**Questions**:
1. In the article on EPA coal rules and electricity costs, how much generating capacity does Institute for Energy Research data say will close because of the Utility MACT and CSAPR rules?
2. Rewrite the paragraph beginning "A Sierra Club estimate is even more generous" from the article on EPA coal rules and electricity costs in one shorter sentence, keeping its figures.
3. Write a continuation of the article on EPA coal rules and electricity costs, starting after its final paragraph.
━━━━━ Exercise passage
07.09.2012 2

EPA in the dark on electricity costs

EPA LogoBy Rebekah Rast — On Jan. 17, 2008, President Obama revealed to the San Francisco Chronicle what is finally becoming reality for America’s main energy producers.

He said, “So if somebody wants to build a coal-powered plant, they can; it’s just that it will bankrupt them because they’re going to be charged a huge sum for all that greenhouse gas that’s being emitted.”

The Environmental Protection Agency (EPA) has followed the president’s agenda and is nearing its goal of bankrupting many coal-fired power plants.  By hyper-regulating air pollutions, carbon dioxide, mercury and other air emissions, if government policies stay on the same course, the coal industry is facing a losing battle.

However, it won’t just be coal miners and power plant workers who lose should the EPA continue to get its way.  Every American that flips on a light switch or likes their air conditioning loses this battle. If you are of the thinking that these overreaching regulations on coal aren’t so bad, you better not complain about a much higher electricity bill.

Institute for Energy Research data shows that 34.7 gigawatts (GW) of electrical generating capacity will close as a result of the Mercury and Air Toxics Rule (Utility MACT) and the Cross State Air Pollution Rule (CSAPR) regulations—nearly 10 percent of our coal energy capacity. And that’s just the result of two rules placed on coal by the EPA.

A Sierra Club estimate is even more generous, expecting the closings of 319 coal-fueled generating units totaling 42,895 megawatts or 42.9 gigawatts—about 13 percent of the nation’s coal fleet  as a result of these overbearing rules on the coal industry.

However, these rules are having no impact on the demand for coal.  Despite the EPA restricting coal production there is still a constant worldwide demand for the resource.  Therefore, energy prices have nowhere to go but up.

By 2015, when coal power plants must abide by environmental rules or shutdown, residential customers can expect to pay 10 percent higher electricity costs, or between $150 and $330 a year more than what they are paying now.
━━━━━━━━━━
━━━━━ Excerpted records
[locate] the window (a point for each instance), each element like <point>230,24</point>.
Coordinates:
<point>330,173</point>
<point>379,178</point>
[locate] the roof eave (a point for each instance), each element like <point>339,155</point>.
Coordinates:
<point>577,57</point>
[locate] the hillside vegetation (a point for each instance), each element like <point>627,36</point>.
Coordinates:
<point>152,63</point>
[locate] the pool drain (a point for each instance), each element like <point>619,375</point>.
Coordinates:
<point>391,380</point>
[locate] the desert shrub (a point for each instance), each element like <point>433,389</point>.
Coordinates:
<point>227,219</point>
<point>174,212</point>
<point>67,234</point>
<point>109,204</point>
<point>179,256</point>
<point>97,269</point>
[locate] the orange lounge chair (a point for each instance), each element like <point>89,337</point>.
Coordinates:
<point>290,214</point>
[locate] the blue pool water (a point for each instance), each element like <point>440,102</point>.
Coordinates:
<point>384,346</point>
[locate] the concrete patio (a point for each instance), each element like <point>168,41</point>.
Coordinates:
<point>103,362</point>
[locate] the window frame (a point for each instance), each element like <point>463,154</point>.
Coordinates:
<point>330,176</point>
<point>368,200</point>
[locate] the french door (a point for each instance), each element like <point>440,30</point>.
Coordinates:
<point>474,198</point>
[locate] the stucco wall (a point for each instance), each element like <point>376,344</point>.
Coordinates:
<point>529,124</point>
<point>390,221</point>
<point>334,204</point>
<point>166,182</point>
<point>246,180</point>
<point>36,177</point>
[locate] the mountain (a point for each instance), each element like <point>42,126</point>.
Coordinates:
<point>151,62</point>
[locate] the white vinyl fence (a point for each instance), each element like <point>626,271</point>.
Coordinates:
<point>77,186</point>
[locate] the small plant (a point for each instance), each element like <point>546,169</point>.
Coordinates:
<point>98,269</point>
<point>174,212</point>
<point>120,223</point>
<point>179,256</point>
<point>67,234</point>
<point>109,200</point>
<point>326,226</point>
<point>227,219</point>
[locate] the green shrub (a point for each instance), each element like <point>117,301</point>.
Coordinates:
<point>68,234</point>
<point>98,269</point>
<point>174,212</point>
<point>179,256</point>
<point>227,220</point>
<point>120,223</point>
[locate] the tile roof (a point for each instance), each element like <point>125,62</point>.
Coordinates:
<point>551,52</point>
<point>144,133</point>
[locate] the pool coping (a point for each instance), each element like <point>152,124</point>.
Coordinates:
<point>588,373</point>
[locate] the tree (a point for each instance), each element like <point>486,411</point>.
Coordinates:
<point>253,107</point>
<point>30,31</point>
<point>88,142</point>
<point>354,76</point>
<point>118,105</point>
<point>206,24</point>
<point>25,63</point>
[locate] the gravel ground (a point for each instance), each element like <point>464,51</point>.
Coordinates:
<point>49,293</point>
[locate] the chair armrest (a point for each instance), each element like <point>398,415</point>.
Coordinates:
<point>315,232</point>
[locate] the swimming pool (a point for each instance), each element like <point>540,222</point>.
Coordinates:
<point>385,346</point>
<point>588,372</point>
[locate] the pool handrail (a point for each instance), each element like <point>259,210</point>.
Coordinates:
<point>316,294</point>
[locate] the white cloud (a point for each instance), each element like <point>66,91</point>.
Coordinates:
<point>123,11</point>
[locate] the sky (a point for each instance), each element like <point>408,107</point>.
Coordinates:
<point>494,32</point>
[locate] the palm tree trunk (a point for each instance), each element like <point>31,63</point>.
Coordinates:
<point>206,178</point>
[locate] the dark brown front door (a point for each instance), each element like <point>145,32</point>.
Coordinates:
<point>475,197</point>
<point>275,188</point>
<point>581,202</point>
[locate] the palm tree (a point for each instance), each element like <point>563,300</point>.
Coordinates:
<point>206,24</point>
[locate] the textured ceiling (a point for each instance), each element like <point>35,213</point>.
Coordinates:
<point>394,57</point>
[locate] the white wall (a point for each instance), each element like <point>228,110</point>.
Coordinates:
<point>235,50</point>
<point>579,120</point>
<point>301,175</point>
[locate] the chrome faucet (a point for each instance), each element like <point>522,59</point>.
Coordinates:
━━━━━━━━━━
**Responses per task**:
1. 34.7 gigawatts, nearly 10 percent of the nation's coal energy capacity.

2. The Sierra Club expects these rules to close 319 coal-fueled generating units totaling 42,895 megawatts (42.9 gigawatts), about 13 percent of the nation's coal fleet.

3.
But some states can expect to see even higher prices.  For example, families and businesses in Illinois could pay 20 percent more for electricity by 2014. In fact, Chicago public schools may have to find an extra $2.7 million a year to keep the lights and heat on and computers running.

Is shutting down a cost-efficient, productive industry worth all this additional cost?

A new power plant in Indiana, costing a total of $3.3 billion due to the need for special outfitting to comply with environmental rules, will cost its customers a 15 percent rate hike for the next two years.

The list of costs as a result of hyper-regulation by the EPA goes on and on.  Energy consumers nationwide will be affected by these rules and regulations.

Not surprisingly, the EPA doesn’t have a plausible plan B that it deems to be environmentally acceptable.  Once the coal industry is pushed out of business, there is no other energy producer to make up for the 45 percent loss of energy production.  It won’t come from wind, solar, hydro or any other “green” energy source.  Even combined these sources don’t make up even close to the amount of electricity America demands.

As Americans across the country face electricity outages and no air conditioning, it might be a good time to reevaluate our president’s agenda of bankrupting our main electricity providers.  Fewer coal plants generating electricity could quite possible mean more days of blackouts.

Unfortunately this is one promise President Obama has not broken.